# Given entries start
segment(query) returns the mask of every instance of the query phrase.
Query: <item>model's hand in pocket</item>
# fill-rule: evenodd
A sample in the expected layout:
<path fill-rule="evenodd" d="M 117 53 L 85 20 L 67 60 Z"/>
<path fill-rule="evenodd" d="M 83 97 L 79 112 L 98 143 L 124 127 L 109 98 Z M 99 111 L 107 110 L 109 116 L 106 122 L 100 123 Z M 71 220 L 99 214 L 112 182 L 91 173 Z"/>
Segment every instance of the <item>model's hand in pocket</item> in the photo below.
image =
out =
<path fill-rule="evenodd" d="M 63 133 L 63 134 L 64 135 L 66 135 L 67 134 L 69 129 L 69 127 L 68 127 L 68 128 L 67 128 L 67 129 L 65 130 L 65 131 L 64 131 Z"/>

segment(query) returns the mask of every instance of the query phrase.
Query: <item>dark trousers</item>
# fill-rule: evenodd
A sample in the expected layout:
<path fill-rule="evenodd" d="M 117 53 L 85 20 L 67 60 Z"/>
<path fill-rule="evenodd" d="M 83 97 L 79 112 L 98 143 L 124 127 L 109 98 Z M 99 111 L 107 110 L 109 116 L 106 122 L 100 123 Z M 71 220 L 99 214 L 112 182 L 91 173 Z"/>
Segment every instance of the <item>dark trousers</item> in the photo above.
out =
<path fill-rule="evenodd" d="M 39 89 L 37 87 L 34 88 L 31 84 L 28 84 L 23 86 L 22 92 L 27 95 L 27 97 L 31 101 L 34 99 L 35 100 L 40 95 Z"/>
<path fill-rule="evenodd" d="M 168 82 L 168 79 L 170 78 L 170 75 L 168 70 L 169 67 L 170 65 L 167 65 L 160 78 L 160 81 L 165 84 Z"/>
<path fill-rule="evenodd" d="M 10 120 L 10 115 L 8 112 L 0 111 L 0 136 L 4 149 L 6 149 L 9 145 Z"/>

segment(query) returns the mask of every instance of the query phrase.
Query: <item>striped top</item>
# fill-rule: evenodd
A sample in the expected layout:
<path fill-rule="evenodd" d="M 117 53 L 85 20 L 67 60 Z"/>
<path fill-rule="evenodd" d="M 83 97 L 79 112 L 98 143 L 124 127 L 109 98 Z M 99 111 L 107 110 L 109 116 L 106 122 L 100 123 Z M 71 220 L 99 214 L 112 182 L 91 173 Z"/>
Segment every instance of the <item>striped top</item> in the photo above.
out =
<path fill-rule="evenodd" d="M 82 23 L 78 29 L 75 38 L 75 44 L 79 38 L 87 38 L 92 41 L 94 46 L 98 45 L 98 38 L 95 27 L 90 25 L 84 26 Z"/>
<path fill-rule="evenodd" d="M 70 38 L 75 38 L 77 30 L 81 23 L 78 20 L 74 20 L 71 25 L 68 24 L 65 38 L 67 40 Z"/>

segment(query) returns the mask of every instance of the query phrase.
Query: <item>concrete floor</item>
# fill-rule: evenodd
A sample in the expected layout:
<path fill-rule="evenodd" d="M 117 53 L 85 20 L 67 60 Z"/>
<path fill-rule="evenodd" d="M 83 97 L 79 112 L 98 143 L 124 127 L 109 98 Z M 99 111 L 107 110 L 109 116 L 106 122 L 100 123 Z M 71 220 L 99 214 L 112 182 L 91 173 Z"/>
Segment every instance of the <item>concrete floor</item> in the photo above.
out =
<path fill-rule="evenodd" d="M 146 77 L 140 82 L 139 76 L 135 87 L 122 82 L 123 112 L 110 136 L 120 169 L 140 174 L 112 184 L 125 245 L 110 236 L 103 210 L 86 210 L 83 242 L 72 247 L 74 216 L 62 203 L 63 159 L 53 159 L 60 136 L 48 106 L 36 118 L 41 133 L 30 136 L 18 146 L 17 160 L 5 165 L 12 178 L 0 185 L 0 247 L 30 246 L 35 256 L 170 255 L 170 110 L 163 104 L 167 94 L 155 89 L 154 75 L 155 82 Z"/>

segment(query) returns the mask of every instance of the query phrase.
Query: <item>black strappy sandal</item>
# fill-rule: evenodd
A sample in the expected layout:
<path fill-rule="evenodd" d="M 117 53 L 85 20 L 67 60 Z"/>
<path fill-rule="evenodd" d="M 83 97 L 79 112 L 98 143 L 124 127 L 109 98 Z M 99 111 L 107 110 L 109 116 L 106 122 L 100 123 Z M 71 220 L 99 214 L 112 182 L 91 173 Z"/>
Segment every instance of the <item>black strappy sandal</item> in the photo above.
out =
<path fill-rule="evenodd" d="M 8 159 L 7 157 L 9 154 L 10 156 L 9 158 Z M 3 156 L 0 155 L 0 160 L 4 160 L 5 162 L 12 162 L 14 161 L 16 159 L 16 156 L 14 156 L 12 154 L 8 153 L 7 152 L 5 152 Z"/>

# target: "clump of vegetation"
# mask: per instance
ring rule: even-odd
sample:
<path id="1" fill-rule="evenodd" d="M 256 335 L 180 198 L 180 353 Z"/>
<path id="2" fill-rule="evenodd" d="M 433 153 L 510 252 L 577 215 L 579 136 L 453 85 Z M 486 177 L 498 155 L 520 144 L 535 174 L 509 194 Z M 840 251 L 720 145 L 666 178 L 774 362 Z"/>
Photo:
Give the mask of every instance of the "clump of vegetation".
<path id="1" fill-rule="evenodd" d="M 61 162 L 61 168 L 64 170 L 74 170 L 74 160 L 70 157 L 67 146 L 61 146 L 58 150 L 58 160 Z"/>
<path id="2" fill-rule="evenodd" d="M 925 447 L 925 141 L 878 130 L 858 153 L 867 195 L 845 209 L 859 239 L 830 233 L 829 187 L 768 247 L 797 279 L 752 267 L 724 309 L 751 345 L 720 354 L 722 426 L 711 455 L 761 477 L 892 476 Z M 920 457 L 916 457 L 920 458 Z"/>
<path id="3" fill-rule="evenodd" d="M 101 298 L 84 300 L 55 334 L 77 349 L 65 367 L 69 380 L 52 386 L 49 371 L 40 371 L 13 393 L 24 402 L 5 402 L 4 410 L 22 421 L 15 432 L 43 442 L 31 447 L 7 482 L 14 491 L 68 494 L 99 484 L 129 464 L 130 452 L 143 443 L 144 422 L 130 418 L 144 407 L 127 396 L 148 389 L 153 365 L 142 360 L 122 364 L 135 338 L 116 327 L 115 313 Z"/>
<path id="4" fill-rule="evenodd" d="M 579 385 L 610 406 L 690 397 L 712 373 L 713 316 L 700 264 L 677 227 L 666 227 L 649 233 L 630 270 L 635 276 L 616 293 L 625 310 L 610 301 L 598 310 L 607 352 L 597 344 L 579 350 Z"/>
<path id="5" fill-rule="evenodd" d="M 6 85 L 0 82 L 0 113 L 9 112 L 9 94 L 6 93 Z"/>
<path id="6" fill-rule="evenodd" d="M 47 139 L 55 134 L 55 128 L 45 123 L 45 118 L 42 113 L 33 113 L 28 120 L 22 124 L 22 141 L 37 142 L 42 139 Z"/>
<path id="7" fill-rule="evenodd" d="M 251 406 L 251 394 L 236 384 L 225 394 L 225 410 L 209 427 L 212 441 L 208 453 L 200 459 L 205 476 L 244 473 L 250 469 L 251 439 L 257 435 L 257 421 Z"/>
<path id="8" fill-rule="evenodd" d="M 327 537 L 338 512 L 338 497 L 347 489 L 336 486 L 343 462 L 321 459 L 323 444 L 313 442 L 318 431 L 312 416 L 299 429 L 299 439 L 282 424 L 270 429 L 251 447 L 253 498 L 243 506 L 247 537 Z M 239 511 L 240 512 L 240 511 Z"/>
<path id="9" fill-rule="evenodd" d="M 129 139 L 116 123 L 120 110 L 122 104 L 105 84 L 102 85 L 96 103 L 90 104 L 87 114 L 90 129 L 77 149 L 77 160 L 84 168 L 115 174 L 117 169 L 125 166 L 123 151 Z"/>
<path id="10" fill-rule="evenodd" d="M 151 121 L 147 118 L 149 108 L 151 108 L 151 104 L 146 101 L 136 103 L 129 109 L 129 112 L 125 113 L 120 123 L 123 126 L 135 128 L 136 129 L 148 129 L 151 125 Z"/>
# Given entries end
Format everything in the data above, from the very first line down to the line containing "63 133 L 63", as a JSON list of strings with one string per line. Leave out any blank lines.

■ **Complete answer**
[
  "segment(query) returns the mask of every instance of the query phrase.",
  "Query: <item>model's hand in pocket</item>",
  "# fill-rule: evenodd",
  "A sample in the expected layout:",
  "<path fill-rule=\"evenodd\" d=\"M 117 53 L 85 20 L 67 60 Z\"/>",
  "<path fill-rule=\"evenodd\" d=\"M 83 97 L 79 112 L 98 143 L 124 127 L 109 98 Z M 99 111 L 107 110 L 109 116 L 106 122 L 100 123 Z M 71 220 L 99 214 L 112 182 L 91 173 Z\"/>",
  "Segment every instance of the <item>model's hand in pocket</item> in the photo below.",
  "image =",
  "out =",
  "<path fill-rule=\"evenodd\" d=\"M 63 133 L 63 134 L 64 135 L 66 135 L 67 134 L 69 129 L 69 127 L 68 127 L 68 128 L 67 128 L 67 129 L 65 130 L 65 131 L 64 131 Z\"/>"
]